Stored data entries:
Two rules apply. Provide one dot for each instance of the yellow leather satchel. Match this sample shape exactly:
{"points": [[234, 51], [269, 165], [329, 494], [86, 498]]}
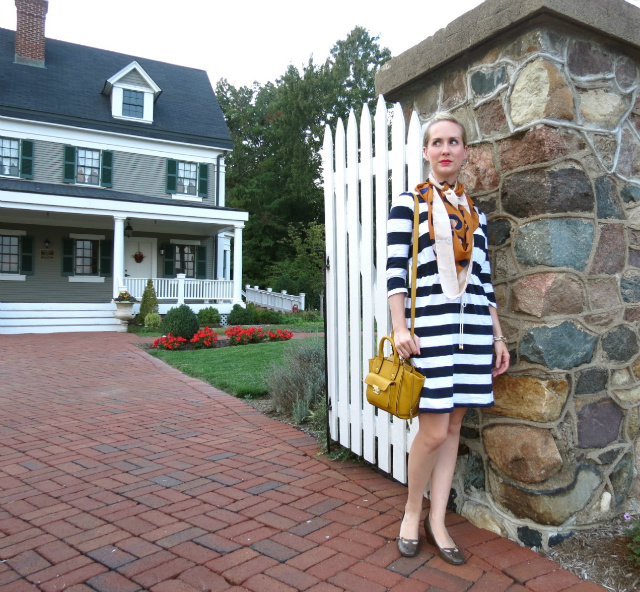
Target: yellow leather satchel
{"points": [[393, 384]]}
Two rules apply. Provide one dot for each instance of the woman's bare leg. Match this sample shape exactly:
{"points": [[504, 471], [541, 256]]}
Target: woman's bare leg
{"points": [[424, 453], [442, 478]]}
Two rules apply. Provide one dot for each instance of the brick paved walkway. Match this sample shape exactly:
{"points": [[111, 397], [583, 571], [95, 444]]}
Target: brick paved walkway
{"points": [[118, 473]]}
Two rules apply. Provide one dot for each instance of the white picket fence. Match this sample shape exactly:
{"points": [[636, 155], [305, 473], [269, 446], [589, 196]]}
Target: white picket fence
{"points": [[280, 301], [356, 191]]}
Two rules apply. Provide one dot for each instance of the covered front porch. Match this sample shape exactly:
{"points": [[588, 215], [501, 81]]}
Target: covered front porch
{"points": [[76, 254]]}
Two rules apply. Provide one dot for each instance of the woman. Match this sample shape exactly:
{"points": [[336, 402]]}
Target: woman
{"points": [[457, 328]]}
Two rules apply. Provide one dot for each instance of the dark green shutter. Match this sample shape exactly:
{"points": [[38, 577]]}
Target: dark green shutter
{"points": [[169, 266], [26, 255], [172, 175], [69, 164], [26, 159], [106, 174], [203, 180], [68, 247], [201, 262], [106, 251]]}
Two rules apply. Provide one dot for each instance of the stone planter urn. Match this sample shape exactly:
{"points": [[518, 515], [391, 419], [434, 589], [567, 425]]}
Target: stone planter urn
{"points": [[124, 313]]}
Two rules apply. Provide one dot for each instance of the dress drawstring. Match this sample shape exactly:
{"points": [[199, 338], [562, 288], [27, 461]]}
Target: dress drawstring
{"points": [[463, 304]]}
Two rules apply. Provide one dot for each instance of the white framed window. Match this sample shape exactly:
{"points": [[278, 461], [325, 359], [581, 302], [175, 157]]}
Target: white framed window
{"points": [[187, 178], [10, 157], [88, 168], [132, 103], [16, 255], [16, 158]]}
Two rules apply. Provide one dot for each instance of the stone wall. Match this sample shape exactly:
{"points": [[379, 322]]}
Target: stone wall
{"points": [[553, 116]]}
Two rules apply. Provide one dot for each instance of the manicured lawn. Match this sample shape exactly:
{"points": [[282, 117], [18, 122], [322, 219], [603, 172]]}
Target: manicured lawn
{"points": [[238, 370]]}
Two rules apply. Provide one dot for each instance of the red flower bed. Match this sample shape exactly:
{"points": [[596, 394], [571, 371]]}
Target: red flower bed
{"points": [[205, 338], [169, 342], [239, 336]]}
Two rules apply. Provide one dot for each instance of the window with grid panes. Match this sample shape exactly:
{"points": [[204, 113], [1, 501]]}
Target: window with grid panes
{"points": [[87, 257], [187, 178], [132, 103], [186, 260], [9, 157], [9, 254], [88, 166]]}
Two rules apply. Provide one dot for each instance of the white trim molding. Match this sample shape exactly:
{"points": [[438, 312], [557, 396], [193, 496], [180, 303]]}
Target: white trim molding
{"points": [[86, 279]]}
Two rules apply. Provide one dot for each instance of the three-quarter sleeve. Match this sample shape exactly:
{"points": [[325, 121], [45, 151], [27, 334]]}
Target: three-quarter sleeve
{"points": [[485, 270], [399, 232]]}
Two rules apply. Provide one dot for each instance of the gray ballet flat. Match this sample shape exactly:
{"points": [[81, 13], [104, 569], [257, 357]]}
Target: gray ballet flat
{"points": [[451, 555]]}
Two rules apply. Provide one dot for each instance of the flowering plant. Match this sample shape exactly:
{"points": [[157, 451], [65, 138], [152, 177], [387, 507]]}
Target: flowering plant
{"points": [[280, 335], [206, 337], [124, 296], [169, 342], [239, 336]]}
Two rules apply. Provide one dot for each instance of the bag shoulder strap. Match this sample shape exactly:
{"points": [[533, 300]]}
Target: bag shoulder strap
{"points": [[414, 260]]}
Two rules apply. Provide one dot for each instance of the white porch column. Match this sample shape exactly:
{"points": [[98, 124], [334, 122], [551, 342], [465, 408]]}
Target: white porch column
{"points": [[237, 265], [118, 253]]}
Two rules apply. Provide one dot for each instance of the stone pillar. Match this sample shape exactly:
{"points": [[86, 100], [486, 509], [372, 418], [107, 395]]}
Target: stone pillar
{"points": [[118, 253], [552, 111]]}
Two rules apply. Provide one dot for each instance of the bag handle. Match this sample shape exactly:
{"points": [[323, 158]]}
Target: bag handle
{"points": [[414, 261]]}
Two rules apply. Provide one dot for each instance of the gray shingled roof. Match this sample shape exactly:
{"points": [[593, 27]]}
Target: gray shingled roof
{"points": [[68, 90], [100, 193]]}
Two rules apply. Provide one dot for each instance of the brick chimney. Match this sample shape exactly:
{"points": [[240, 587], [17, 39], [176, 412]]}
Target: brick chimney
{"points": [[30, 32]]}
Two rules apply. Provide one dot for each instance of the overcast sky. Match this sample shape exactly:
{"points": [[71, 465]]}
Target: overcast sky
{"points": [[241, 40]]}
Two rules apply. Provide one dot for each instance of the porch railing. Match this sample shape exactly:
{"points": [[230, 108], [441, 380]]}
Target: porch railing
{"points": [[181, 288], [280, 301]]}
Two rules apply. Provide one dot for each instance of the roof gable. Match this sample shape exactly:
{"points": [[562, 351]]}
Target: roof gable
{"points": [[132, 75], [68, 91]]}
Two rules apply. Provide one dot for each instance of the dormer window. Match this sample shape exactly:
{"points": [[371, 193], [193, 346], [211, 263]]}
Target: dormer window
{"points": [[132, 103], [133, 94]]}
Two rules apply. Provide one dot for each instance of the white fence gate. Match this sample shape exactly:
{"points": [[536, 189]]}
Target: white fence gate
{"points": [[356, 191]]}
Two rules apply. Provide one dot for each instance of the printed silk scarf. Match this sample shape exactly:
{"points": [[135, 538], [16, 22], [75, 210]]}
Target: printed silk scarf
{"points": [[452, 222]]}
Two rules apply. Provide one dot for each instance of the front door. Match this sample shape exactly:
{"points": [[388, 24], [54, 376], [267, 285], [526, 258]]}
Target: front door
{"points": [[140, 266]]}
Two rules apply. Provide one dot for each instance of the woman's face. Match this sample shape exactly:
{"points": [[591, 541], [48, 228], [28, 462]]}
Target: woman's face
{"points": [[445, 151]]}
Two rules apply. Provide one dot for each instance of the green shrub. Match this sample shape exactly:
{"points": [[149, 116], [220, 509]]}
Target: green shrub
{"points": [[242, 316], [268, 317], [153, 320], [209, 316], [298, 386], [149, 302], [634, 539], [181, 322]]}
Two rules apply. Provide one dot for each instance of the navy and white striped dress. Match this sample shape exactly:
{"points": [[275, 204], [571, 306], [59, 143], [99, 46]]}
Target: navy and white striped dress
{"points": [[454, 377]]}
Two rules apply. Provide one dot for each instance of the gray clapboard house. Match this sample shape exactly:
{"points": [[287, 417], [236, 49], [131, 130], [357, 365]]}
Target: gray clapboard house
{"points": [[111, 172]]}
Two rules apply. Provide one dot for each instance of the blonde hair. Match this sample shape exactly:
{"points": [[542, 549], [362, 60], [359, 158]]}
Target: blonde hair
{"points": [[443, 116]]}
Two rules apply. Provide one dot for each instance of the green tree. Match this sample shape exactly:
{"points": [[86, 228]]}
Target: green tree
{"points": [[274, 171]]}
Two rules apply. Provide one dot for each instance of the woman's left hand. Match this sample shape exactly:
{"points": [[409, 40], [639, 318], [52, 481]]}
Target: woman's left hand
{"points": [[502, 358]]}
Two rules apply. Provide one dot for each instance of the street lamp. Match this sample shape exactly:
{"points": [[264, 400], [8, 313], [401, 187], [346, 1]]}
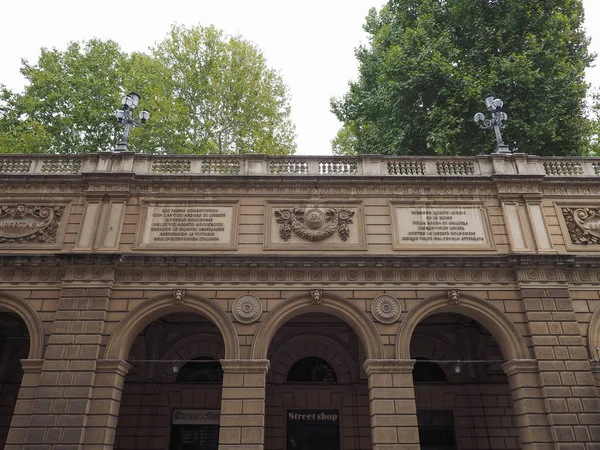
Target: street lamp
{"points": [[125, 116], [498, 121]]}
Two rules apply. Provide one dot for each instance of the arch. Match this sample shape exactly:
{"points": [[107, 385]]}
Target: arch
{"points": [[594, 335], [505, 332], [337, 306], [188, 347], [122, 338], [32, 321], [297, 347]]}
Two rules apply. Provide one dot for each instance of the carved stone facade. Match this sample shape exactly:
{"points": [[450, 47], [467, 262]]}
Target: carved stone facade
{"points": [[152, 302]]}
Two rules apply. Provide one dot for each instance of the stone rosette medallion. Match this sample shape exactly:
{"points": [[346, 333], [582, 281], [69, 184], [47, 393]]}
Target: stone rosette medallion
{"points": [[386, 309], [247, 308], [583, 225], [22, 224], [314, 224]]}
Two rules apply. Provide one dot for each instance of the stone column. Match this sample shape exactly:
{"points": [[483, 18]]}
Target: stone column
{"points": [[392, 400], [242, 424], [566, 379], [27, 406], [64, 411], [596, 372], [529, 406], [103, 413]]}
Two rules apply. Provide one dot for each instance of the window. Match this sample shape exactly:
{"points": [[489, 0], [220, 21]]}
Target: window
{"points": [[206, 370], [428, 372], [312, 369]]}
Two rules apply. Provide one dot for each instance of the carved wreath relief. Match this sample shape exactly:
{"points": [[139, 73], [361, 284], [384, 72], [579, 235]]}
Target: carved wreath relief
{"points": [[21, 224], [314, 224], [246, 308], [583, 225], [386, 309]]}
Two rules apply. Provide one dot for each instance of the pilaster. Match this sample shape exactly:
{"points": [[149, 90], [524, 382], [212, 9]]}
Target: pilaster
{"points": [[566, 380], [392, 401], [242, 424], [27, 405]]}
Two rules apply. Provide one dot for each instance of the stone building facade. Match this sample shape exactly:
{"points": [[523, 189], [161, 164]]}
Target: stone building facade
{"points": [[249, 303]]}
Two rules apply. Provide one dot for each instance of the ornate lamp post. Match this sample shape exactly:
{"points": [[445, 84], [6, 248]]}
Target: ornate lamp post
{"points": [[125, 116], [498, 121]]}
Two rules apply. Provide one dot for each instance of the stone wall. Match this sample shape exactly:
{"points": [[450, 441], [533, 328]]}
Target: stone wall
{"points": [[86, 268]]}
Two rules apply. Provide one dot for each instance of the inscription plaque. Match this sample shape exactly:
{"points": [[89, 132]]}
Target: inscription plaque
{"points": [[188, 226], [441, 226]]}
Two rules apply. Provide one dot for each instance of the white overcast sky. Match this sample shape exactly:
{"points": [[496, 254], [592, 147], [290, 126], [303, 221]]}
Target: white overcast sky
{"points": [[311, 42]]}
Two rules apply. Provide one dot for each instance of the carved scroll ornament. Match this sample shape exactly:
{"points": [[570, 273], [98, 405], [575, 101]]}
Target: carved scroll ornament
{"points": [[21, 224], [583, 225], [314, 224]]}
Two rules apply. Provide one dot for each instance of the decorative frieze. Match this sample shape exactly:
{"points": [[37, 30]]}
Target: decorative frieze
{"points": [[583, 225], [247, 308], [23, 224], [314, 224], [386, 309]]}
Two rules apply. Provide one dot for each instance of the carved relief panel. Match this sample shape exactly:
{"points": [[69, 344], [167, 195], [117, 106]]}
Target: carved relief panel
{"points": [[32, 225], [338, 226], [580, 226]]}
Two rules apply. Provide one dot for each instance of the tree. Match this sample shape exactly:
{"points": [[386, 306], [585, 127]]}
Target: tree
{"points": [[69, 102], [227, 99], [206, 92], [430, 63]]}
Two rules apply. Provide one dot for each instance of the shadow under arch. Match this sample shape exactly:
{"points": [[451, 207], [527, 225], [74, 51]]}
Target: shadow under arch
{"points": [[32, 320], [292, 350], [594, 335], [505, 332], [133, 323], [334, 305]]}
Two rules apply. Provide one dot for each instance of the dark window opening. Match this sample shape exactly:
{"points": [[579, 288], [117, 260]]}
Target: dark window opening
{"points": [[426, 371], [206, 370], [312, 369], [436, 430]]}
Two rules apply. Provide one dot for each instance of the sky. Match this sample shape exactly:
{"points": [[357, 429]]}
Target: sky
{"points": [[310, 42]]}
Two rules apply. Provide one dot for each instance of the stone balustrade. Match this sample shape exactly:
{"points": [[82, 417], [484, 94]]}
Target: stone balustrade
{"points": [[269, 165]]}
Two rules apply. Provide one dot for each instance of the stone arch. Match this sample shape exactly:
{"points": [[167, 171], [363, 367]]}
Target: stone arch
{"points": [[594, 335], [32, 321], [505, 332], [125, 333], [296, 348], [334, 305], [188, 347]]}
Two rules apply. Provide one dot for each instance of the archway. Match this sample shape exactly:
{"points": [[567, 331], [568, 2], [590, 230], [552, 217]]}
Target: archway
{"points": [[172, 393], [21, 338], [462, 394], [14, 346], [317, 393], [330, 304], [129, 328]]}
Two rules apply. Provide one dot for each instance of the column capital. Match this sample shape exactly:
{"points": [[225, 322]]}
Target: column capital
{"points": [[118, 366], [515, 366], [260, 366], [372, 366]]}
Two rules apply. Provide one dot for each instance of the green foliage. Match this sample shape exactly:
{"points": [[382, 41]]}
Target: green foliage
{"points": [[430, 63], [206, 92], [227, 99]]}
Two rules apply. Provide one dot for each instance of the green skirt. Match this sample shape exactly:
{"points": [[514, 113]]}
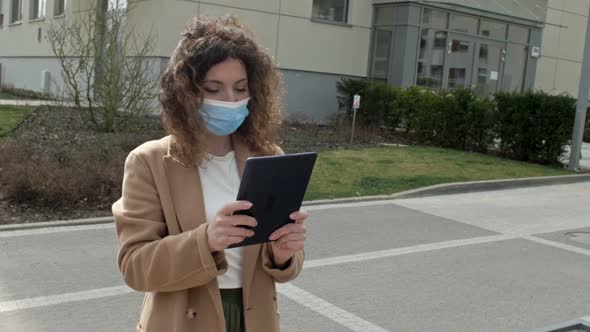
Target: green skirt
{"points": [[233, 309]]}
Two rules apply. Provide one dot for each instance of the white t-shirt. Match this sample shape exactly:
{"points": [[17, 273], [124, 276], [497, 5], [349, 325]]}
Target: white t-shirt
{"points": [[220, 183]]}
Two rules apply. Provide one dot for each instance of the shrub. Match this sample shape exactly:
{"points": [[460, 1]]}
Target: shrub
{"points": [[534, 126], [64, 178]]}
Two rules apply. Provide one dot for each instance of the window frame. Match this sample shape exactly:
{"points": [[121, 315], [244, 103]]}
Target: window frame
{"points": [[336, 22], [19, 18], [56, 4], [41, 6]]}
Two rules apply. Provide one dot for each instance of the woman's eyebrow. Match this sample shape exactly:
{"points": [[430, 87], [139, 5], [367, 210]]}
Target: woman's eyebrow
{"points": [[220, 82]]}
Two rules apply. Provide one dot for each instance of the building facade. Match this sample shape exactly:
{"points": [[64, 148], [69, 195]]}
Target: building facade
{"points": [[487, 45]]}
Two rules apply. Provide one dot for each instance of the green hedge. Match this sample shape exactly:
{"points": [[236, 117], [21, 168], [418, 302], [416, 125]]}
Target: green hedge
{"points": [[530, 126]]}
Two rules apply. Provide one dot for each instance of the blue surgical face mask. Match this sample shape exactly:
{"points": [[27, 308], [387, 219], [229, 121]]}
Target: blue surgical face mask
{"points": [[224, 118]]}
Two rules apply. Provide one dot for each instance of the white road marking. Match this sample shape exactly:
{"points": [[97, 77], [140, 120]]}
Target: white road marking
{"points": [[42, 301], [327, 309], [403, 251], [49, 230]]}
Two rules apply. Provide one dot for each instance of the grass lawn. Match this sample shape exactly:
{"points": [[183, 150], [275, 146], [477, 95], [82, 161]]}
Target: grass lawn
{"points": [[387, 170], [11, 116], [4, 95]]}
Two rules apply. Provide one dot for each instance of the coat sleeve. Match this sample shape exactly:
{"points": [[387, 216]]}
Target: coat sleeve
{"points": [[149, 259], [281, 275]]}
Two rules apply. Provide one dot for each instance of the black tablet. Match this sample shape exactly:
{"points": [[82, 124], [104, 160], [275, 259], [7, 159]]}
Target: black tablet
{"points": [[275, 185]]}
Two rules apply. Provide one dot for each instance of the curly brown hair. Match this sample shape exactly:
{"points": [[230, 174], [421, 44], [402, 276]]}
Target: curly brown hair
{"points": [[205, 42]]}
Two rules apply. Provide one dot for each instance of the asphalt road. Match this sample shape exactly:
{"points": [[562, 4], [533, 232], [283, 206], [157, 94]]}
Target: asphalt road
{"points": [[511, 260]]}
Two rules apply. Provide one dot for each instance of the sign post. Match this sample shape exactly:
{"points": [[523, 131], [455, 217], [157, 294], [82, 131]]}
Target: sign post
{"points": [[356, 104]]}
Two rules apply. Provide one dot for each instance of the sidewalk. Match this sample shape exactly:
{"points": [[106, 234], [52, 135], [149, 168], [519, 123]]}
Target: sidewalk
{"points": [[22, 102]]}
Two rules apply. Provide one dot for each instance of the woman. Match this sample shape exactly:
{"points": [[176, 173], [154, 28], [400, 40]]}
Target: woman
{"points": [[220, 105]]}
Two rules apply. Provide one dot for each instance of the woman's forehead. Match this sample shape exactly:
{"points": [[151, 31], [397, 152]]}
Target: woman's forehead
{"points": [[230, 70]]}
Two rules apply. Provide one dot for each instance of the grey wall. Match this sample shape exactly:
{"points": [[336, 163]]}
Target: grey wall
{"points": [[310, 96], [26, 73]]}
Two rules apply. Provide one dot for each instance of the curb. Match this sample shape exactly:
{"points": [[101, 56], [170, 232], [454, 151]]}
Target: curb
{"points": [[58, 223], [436, 190], [462, 188]]}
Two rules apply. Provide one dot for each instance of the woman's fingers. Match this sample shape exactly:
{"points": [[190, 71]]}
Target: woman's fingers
{"points": [[299, 216], [237, 220], [289, 228], [291, 237], [231, 207]]}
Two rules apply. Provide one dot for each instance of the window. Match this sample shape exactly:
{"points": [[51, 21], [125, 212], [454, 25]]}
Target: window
{"points": [[515, 67], [384, 15], [37, 9], [494, 30], [465, 24], [16, 11], [60, 7], [518, 34], [330, 10], [434, 18], [431, 58], [381, 53]]}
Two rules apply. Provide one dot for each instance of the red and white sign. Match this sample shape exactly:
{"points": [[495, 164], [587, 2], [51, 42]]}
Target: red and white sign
{"points": [[356, 102]]}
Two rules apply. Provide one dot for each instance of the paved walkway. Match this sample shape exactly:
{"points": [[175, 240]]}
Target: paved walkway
{"points": [[511, 260], [20, 102]]}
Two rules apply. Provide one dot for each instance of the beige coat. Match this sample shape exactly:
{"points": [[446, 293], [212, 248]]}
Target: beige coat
{"points": [[160, 222]]}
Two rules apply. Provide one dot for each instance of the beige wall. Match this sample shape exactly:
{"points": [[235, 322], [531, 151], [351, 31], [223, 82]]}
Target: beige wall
{"points": [[21, 39], [560, 65], [284, 28]]}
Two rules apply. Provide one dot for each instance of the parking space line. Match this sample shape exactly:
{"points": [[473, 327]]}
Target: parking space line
{"points": [[405, 250], [43, 301], [557, 244], [49, 230], [327, 309]]}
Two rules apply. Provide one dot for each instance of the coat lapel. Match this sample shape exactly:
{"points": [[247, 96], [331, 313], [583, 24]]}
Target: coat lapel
{"points": [[186, 192]]}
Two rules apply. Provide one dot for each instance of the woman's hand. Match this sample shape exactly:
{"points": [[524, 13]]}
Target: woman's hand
{"points": [[225, 231], [288, 239]]}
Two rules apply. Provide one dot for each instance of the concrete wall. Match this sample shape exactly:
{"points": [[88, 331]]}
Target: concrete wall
{"points": [[283, 27], [562, 50], [312, 55], [310, 96]]}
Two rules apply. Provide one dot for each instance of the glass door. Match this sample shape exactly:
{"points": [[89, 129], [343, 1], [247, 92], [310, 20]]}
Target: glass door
{"points": [[459, 64], [489, 63]]}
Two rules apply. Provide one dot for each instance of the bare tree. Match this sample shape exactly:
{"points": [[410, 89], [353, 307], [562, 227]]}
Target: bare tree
{"points": [[105, 65]]}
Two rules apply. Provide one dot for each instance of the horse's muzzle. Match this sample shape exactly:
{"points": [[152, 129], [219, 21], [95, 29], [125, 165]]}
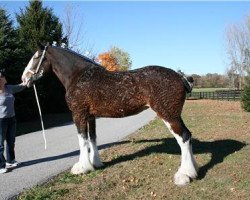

Objective:
Tally the lines in the listing above that contain the word "overcast". Give only the number.

Written answer:
4